A New, Effective, Safe, and Accurate Method of Cervical Selective Nerve Root Block

Seung Jun Jeong; Sung Jin Kim

doi:10.21129/nerve.2023.00423

Abstract

Objective

Cervical selective nerve root block (SNRB) is an effective procedure that has long been performed for patients with radiating pain or paresthesia. However, there are several delicate structures around the cervical nerve root, damage to which could lead to irreversible neurovascular injury. Therefore, cervical SNRB requires a high skill level and extensive experience to execute it safely. To overcome these disadvantages, we used biplane computed tomography (CT)-guided fluoroscopy and a needle guidance program to achieve symptom improvement in a safer and shorter procedure. This study aimed to investigate the new method and report on its excellent clinical effects.

Methods

A total of 57 patients who experienced radiating pain due to cervical spinal stenosis resulting from a herniated disc were enrolled. From September 2020 to September 2021 subjects underwent a biplane CT-guided fluoroscopic nerve block at an outpatient clinic. All procedures were performed by biplane CT-guided fluoroscopy. We analyzed treatment effects with a numerical rating scale (NRS) at 2 and 4 weeks after the procedure. Logistic regression was performed to reveal the significance of changes in NRS after the injection.

Results

Pain improved in 56 of 57 patients (98%) after 2 and 4 weeks of follow-up compared to pre-injection pain. At the 2-week follow-up, the mean reduction based on NRS scores was 3.226 (2.782-3.674, 0; 95% confidence interval [CI], p < 0.001) indicating a 48% decrease in pain scores compared with the initial NRS. The mean reduction in NRS 4 weeks after the procedure was 3.544 (3.090-3.998, 0; 95% CI, p < 0.001) indicating a 52% reduction compared with the initial NRS. The average duration of the procedure was 4 min.

DATA EXTRACTS:
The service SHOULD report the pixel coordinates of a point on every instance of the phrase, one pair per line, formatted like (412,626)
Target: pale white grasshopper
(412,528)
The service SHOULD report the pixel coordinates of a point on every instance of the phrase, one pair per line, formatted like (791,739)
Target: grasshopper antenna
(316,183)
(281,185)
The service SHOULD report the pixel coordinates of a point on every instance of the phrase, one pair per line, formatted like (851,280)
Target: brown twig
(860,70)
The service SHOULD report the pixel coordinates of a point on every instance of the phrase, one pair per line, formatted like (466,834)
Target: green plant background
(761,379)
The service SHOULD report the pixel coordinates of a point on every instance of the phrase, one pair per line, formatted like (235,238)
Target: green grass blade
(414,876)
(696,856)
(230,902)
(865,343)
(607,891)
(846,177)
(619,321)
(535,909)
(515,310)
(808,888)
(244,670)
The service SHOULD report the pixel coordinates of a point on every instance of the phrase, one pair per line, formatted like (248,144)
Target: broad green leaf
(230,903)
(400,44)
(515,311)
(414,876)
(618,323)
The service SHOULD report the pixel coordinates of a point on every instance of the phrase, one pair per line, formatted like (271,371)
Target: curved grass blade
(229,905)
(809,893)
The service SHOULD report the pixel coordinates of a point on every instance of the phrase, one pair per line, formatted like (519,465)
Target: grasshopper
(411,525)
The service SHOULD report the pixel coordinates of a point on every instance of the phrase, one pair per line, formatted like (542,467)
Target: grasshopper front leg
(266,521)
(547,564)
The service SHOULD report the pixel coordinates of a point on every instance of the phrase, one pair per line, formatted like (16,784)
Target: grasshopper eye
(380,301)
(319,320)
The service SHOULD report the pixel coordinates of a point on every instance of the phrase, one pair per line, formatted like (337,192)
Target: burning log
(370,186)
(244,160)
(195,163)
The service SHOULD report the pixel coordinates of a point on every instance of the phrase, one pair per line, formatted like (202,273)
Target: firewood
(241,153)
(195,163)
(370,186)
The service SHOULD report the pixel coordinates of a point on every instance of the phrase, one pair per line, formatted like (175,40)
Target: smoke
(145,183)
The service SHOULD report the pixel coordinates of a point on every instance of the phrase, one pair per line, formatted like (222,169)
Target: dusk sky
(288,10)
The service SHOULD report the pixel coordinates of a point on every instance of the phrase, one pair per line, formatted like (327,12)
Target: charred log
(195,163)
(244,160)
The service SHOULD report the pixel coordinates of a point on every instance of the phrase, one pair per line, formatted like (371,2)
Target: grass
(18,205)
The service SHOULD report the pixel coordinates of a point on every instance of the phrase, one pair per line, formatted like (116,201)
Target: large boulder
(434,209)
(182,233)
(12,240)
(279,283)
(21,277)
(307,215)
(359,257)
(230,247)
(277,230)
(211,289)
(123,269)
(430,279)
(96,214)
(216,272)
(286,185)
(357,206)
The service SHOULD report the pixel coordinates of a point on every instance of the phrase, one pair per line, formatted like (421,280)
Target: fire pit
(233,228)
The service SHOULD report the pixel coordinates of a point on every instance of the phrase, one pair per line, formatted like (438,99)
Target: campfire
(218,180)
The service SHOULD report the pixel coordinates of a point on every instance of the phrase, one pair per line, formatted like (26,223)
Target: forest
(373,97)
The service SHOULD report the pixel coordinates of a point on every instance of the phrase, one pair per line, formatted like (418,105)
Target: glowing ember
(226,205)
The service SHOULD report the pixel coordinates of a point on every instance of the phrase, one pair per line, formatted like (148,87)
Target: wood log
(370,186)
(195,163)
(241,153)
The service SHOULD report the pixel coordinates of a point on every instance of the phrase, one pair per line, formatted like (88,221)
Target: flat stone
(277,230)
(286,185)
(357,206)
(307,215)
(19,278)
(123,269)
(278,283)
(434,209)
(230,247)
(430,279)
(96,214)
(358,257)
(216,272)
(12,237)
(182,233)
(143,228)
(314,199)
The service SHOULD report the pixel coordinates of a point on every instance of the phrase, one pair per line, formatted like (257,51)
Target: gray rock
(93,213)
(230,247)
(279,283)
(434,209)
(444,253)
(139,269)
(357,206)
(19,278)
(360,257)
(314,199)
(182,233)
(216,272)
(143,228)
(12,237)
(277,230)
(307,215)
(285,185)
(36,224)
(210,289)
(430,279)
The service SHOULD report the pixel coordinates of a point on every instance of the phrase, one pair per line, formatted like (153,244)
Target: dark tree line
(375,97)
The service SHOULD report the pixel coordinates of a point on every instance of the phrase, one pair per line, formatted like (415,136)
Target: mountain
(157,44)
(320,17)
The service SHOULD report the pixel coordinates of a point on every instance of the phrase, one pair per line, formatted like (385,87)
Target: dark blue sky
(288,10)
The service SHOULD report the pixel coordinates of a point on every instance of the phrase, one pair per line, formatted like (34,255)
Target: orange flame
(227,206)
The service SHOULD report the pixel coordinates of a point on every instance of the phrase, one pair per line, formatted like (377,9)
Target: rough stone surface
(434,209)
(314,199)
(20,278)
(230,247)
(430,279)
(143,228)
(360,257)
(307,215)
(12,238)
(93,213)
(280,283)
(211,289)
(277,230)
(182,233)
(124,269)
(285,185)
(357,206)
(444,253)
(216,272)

WORK ITEM A:
Answer these questions from the cervical nerve root block abstract:
(i) How many patients were enrolled?
(ii) What was the average duration of the procedure?
(iii) By what percentage had pain scores dropped 4 weeks after the procedure, compared with the initial NRS?
WORK ITEM B: Transcribe part of the cervical nerve root block abstract, starting at "Seung Jun Jeong;" and ending at "excellent clinical effects.".

SOLUTION A:
(i) 57
(ii) 4 min
(iii) 52%

SOLUTION B:
Seung Jun Jeong; Sung Jin Kim

doi:10.21129/nerve.2023.00423

Abstract

Objective

Cervical selective nerve root block (SNRB) is an effective procedure that has long been performed for patients with radiating pain or paresthesia. However, there are several delicate structures around the cervical nerve root, damage to which could lead to irreversible neurovascular injury. Therefore, cervical SNRB requires a high skill level and extensive experience to execute it safely. To overcome these disadvantages, we used biplane computed tomography (CT)-guided fluoroscopy and a needle guidance program to achieve symptom improvement in a safer and shorter procedure. This study aimed to investigate the new method and report on its excellent clinical effects.